Recorded data
• • • • •
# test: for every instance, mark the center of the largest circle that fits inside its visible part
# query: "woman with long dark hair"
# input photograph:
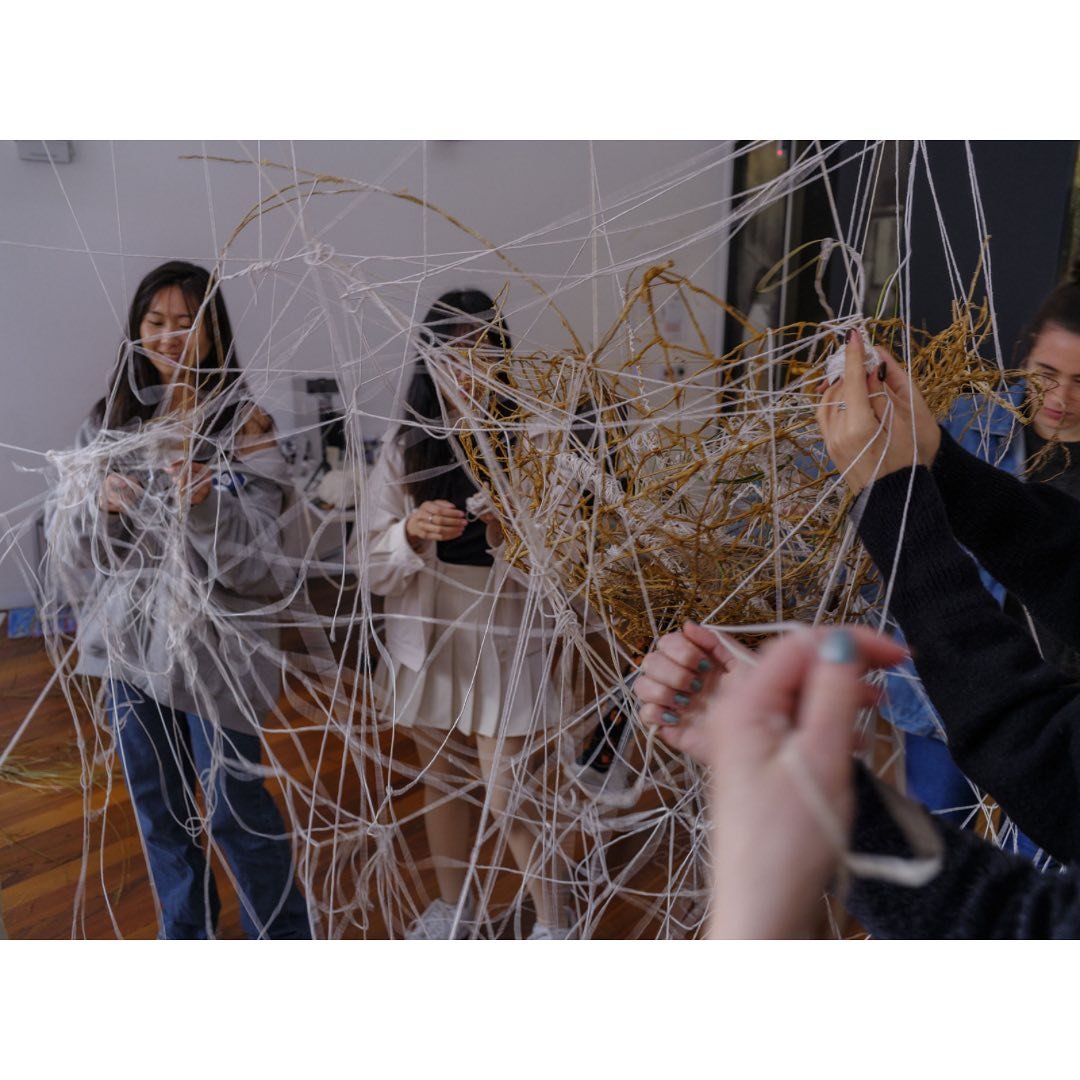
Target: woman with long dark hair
(163, 531)
(453, 672)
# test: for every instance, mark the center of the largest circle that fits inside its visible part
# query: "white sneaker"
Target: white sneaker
(436, 922)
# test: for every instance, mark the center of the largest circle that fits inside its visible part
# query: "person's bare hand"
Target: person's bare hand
(875, 423)
(434, 520)
(782, 783)
(255, 433)
(119, 494)
(193, 481)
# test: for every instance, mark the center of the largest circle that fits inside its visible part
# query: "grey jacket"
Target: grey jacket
(180, 602)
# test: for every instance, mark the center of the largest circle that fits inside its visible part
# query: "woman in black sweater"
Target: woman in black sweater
(1013, 721)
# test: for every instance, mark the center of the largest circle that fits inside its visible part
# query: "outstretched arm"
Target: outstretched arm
(779, 738)
(981, 892)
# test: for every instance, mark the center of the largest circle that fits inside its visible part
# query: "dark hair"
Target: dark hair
(131, 395)
(429, 457)
(1061, 309)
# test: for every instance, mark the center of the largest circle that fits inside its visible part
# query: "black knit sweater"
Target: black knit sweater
(1013, 721)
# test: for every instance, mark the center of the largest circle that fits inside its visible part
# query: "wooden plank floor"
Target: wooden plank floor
(71, 863)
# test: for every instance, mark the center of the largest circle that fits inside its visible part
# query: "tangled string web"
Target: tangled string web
(640, 477)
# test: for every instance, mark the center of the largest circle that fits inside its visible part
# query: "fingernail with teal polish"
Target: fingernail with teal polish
(838, 648)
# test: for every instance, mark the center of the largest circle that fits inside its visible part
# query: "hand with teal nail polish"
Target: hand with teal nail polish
(677, 682)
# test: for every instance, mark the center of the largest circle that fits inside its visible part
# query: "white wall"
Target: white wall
(76, 239)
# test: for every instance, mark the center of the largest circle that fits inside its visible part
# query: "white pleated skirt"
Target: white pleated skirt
(477, 678)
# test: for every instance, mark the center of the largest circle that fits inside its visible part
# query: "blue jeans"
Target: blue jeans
(162, 751)
(934, 780)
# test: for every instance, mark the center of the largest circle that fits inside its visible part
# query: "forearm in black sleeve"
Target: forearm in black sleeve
(980, 892)
(1027, 536)
(1013, 721)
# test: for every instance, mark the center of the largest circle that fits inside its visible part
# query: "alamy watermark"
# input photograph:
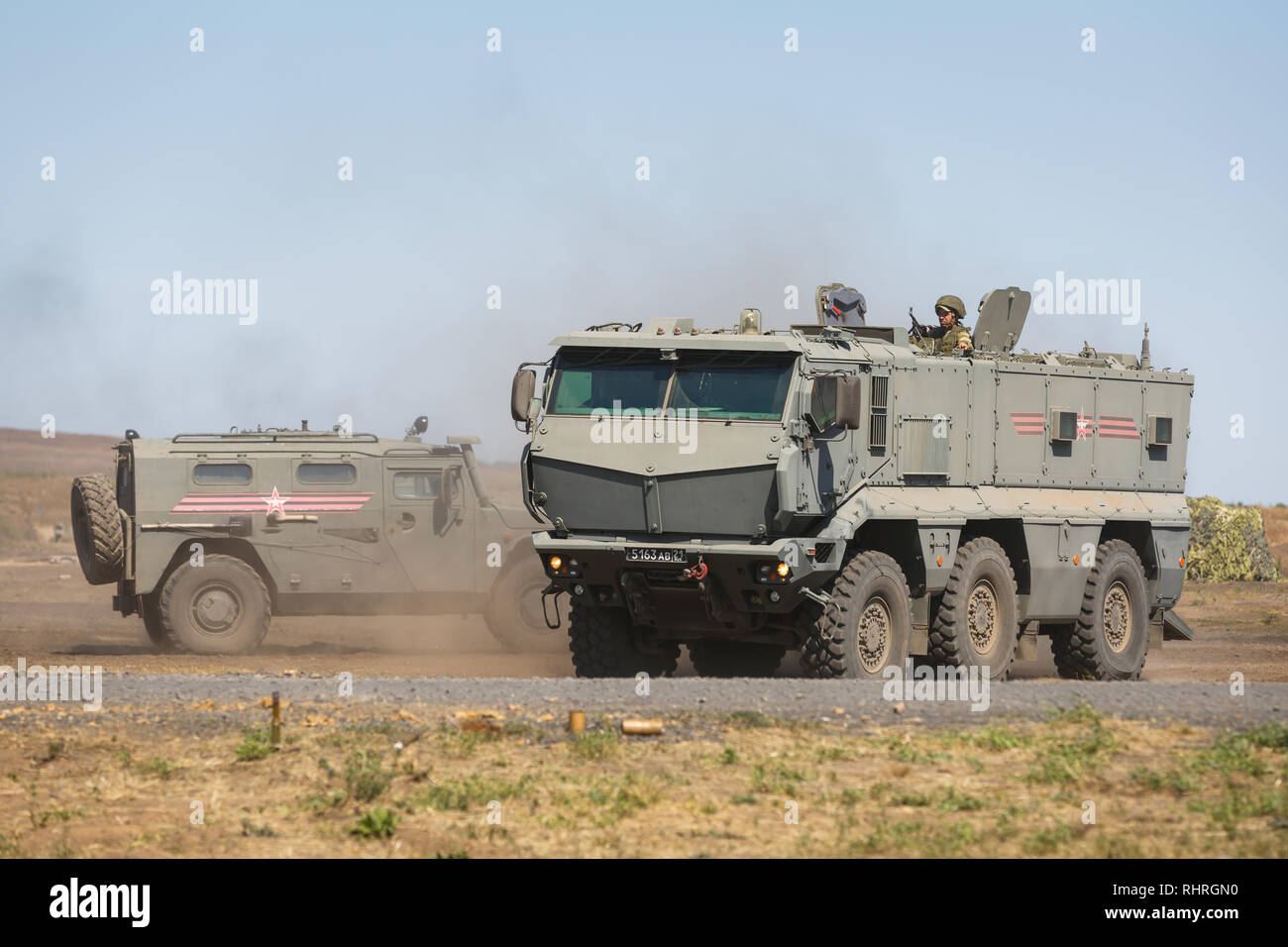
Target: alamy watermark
(1077, 296)
(179, 296)
(938, 684)
(56, 684)
(652, 425)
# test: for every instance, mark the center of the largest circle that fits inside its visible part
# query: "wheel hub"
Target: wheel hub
(982, 617)
(1117, 617)
(874, 635)
(217, 608)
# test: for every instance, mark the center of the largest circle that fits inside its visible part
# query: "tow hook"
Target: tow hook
(698, 571)
(550, 590)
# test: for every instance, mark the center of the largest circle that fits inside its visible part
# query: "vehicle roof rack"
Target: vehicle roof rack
(273, 436)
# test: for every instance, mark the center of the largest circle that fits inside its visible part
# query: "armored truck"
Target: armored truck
(206, 536)
(837, 489)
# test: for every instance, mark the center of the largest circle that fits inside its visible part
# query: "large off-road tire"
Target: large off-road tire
(866, 628)
(218, 608)
(1111, 638)
(150, 609)
(735, 659)
(97, 527)
(603, 647)
(978, 621)
(514, 612)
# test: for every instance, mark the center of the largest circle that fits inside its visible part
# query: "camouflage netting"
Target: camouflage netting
(1228, 544)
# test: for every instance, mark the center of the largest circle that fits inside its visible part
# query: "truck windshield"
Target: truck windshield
(708, 385)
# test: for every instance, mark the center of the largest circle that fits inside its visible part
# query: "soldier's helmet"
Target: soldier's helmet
(953, 303)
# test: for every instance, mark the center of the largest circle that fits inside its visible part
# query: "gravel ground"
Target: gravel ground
(1194, 703)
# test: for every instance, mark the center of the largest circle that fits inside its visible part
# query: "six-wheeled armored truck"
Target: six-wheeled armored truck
(838, 489)
(206, 536)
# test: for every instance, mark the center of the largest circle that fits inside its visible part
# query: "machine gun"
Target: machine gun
(918, 330)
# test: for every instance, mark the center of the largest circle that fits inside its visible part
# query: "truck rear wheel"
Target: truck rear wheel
(866, 628)
(978, 621)
(603, 646)
(1111, 638)
(97, 528)
(735, 659)
(514, 609)
(218, 608)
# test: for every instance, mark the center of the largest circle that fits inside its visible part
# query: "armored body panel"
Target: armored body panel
(713, 486)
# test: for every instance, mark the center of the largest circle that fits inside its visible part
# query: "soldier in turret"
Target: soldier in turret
(951, 334)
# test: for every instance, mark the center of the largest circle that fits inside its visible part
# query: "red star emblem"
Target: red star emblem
(275, 502)
(1083, 425)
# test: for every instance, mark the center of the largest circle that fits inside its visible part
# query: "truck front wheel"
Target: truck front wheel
(603, 646)
(220, 607)
(867, 625)
(515, 613)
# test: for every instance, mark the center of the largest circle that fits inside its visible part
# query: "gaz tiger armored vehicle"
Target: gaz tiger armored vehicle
(207, 536)
(838, 491)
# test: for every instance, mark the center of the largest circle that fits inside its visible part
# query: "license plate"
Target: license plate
(656, 557)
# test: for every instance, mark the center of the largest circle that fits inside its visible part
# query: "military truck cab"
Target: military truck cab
(206, 536)
(833, 488)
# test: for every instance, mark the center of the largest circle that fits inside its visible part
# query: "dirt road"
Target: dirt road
(50, 615)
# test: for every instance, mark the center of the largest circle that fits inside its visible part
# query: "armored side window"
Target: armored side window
(325, 474)
(222, 474)
(1064, 425)
(417, 484)
(822, 405)
(1159, 431)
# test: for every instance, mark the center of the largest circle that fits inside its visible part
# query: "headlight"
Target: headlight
(774, 573)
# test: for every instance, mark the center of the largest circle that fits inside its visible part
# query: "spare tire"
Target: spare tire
(97, 527)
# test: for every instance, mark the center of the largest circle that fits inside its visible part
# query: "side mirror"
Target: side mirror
(849, 401)
(522, 390)
(456, 489)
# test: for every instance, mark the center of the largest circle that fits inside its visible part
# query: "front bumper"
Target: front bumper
(719, 582)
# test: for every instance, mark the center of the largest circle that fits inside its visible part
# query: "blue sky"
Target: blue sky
(516, 169)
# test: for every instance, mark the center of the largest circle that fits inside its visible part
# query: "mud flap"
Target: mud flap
(1175, 629)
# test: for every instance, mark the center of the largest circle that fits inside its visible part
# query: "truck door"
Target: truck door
(430, 523)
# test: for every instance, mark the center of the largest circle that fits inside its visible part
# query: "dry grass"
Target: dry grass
(725, 789)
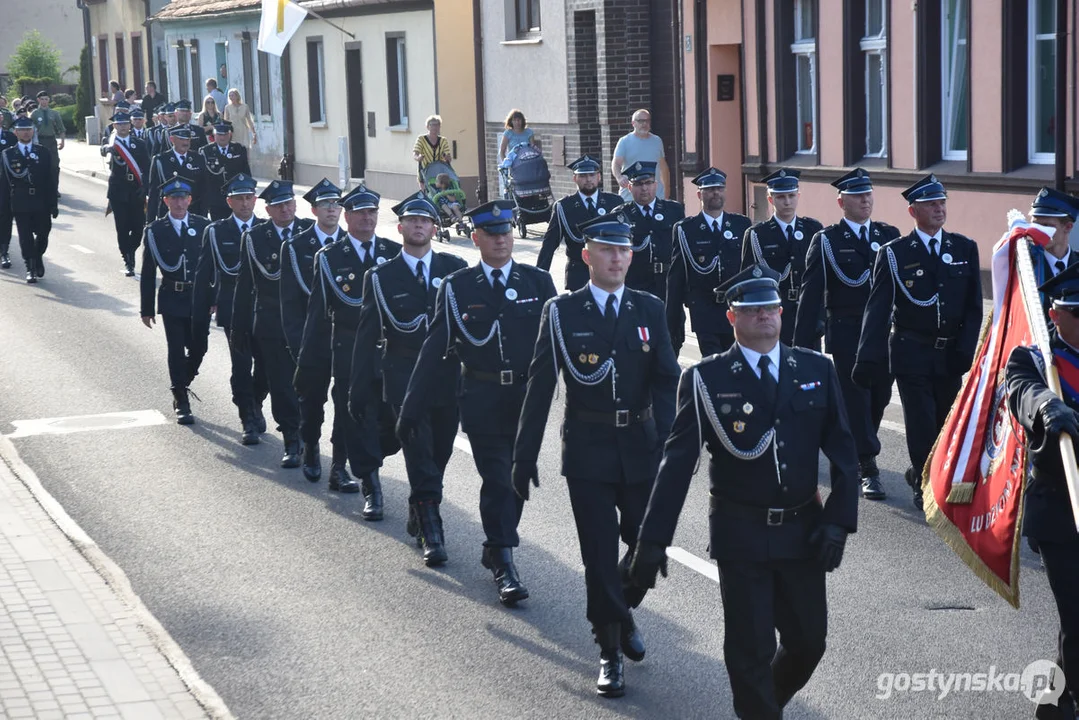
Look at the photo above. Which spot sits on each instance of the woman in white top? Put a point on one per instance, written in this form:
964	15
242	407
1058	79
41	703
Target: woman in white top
237	113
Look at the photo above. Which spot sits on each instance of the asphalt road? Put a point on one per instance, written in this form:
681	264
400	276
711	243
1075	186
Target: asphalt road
291	607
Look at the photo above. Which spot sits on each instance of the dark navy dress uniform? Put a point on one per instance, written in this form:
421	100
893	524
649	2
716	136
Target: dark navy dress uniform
297	281
128	159
653	232
923	318
8	139
31	188
836	283
707	254
167	164
1050	203
570	212
763	439
1047	515
220	164
620	375
256	314
490	324
215	286
782	246
397	309
329	338
173	248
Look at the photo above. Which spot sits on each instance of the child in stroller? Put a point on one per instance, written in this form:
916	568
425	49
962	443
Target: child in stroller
449	198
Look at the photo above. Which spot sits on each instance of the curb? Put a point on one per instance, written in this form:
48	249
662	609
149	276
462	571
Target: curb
115	579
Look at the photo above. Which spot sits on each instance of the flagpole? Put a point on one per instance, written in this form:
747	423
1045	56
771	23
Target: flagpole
1040	333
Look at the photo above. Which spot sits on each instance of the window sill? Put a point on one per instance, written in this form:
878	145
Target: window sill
523	41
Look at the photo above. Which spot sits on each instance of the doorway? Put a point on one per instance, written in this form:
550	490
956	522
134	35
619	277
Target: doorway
357	136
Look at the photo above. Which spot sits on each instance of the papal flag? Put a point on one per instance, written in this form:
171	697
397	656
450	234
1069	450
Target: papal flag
973	478
281	19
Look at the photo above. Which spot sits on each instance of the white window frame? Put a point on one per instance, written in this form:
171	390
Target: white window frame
1032	42
401	81
805	46
948	45
876	45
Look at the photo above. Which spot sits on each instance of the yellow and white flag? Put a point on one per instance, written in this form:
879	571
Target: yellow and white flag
281	19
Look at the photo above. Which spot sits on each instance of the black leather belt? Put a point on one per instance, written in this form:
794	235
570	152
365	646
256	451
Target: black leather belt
616	418
937	342
772	516
501	378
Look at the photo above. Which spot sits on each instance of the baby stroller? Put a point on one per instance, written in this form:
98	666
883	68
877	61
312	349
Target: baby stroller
528	186
441	197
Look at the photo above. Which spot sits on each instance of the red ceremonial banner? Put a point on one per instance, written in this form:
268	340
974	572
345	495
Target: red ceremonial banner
973	478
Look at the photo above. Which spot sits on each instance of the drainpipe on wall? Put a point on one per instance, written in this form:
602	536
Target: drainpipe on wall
150	60
86	34
480	106
287	167
1062	95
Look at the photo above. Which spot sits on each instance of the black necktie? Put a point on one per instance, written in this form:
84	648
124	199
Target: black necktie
769	384
611	314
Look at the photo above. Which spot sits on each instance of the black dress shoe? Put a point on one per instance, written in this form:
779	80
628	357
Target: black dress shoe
632	641
431	533
260	420
612	680
291	457
915	483
341	480
181	406
312	462
872	488
372	497
250	435
500	561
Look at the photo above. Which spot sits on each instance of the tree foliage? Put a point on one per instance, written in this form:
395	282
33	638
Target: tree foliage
• • • • •
Required work
Please give the items again starting at the beginning of the items and ending at the line that contains "(1061, 309)", substituting "object" for each "instance" and keeping everything else unchanged. Leave the pictures out of your answer.

Result of this exercise
# test: for every object, mark the center of the largest circle that fits inside its visible part
# query: "woman with long dark hair"
# input photograph:
Target: woman with long dark hair
(163, 531)
(453, 672)
# test: for every object, mark the center of the largest circle that fits inside its visible part
# query: "white sneaker"
Target: white sneaker
(436, 922)
# test: for every object, mark the center of the largest circle that fits inside its visible part
# query: "person's bare hand"
Target: person's bare hand
(875, 423)
(434, 520)
(782, 783)
(255, 433)
(119, 494)
(193, 481)
# test: for every object, mark the center of the largest circle that fits inside its visible part
# query: "grey jacket"
Target: grey jacket
(180, 602)
# test: for every object, mark the center of the largest circle that fits inside its visible part
# query: "woman in black sweater"
Target: woman in black sweater
(1013, 721)
# test: for every object, mark the center of the largest circle that fits inside its visible part
# query: "outstretched arm"
Target: outstretched arm
(779, 738)
(981, 892)
# test: for every object, mark the center of the largest circle that fits inside its visible part
# query: "dark hair"
Target: dark hair
(131, 395)
(429, 457)
(1061, 309)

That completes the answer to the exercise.